EXERCISE MATERIALS:
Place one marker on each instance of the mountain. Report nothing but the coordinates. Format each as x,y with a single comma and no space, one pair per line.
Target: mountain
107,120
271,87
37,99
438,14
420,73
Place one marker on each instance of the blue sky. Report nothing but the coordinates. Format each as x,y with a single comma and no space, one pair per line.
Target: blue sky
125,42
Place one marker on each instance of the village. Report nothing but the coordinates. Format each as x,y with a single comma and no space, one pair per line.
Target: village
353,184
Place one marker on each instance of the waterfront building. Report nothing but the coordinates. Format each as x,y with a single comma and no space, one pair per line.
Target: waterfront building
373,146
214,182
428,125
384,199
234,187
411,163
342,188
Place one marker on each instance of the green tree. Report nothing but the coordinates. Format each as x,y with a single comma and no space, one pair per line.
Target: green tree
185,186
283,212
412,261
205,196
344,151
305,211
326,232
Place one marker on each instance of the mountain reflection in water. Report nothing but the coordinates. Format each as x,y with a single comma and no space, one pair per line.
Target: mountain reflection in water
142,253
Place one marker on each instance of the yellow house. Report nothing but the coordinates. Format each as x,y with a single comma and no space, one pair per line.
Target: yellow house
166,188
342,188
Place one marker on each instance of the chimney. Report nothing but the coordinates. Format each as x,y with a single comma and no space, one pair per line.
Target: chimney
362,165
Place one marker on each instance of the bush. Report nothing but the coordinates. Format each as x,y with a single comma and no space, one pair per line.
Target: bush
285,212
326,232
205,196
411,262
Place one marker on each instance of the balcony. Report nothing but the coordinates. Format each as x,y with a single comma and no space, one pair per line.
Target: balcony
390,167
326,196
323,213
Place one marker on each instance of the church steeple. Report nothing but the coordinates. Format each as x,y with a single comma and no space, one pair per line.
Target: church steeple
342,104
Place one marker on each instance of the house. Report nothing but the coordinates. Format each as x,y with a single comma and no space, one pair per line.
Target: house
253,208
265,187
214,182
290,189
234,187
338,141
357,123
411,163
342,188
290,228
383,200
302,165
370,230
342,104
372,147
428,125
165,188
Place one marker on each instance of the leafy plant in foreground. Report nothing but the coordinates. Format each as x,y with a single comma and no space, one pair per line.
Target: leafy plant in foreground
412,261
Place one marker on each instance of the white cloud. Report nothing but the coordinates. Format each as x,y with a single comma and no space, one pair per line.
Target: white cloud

PROBLEM DETAILS: Transcribe exactly, and only, the lines from the one bearing "Place one marker on each instance of the house." through the last line of the entries, counting both.

OUTPUT:
Place one marker on each instance of the house. Report nothing but the coordinates. Format each as x,y with a single comma and no space, one pair per line.
Target: house
253,208
265,187
214,182
290,189
234,187
338,141
357,123
411,163
342,188
290,228
383,200
302,165
370,230
342,104
372,147
428,125
165,188
Place one marker on each instance of the leafy plant in foreground. Report nothing but the coordinates. Format each as x,y with a single comma and no space, one pair per line.
Target: leafy plant in foreground
412,261
Place one marker on each instance of the white cloud. Report nothing but the coordinates. Format each as x,y with a single comma and no space, one pair per line.
Target: white cloud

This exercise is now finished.